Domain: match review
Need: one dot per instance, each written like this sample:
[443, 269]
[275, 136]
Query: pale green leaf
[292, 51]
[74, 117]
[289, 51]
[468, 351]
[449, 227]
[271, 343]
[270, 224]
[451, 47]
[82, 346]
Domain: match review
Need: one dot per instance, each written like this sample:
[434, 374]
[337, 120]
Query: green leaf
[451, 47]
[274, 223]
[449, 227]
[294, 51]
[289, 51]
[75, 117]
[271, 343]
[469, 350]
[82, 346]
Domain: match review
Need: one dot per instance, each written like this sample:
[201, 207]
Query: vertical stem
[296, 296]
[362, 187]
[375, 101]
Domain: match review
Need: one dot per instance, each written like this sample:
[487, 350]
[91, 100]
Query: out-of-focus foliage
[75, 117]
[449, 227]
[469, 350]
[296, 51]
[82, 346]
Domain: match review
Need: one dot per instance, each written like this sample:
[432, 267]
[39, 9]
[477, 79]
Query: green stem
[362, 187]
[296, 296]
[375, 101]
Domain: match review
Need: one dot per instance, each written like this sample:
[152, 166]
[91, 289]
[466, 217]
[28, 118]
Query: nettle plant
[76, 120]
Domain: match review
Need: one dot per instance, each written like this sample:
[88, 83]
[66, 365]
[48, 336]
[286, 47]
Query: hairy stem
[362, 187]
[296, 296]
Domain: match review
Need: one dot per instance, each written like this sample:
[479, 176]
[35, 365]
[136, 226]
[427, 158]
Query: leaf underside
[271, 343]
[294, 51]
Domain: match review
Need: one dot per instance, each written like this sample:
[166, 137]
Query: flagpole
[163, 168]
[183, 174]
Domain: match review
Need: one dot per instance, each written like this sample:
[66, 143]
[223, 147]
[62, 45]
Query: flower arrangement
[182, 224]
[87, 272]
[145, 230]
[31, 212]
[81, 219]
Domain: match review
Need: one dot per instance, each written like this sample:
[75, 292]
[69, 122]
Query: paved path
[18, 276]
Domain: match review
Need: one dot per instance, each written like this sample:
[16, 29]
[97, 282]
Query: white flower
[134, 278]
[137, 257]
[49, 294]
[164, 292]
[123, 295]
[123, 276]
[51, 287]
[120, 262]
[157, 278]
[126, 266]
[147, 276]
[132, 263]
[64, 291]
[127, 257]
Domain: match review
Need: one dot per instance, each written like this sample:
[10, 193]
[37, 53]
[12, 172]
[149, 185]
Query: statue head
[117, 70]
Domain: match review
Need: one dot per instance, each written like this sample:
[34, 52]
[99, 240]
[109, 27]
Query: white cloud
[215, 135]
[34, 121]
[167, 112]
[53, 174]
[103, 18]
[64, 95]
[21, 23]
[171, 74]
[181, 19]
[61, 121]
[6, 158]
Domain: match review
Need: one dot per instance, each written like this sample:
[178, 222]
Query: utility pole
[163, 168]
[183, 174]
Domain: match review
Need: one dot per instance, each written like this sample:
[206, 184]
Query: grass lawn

---+---

* STATED TASK
Find each line above that contains the word "white" and copy it out in full. Case counts.

* ANSWER FOR THIS EXERCISE
Query: white flower
Query: white cloud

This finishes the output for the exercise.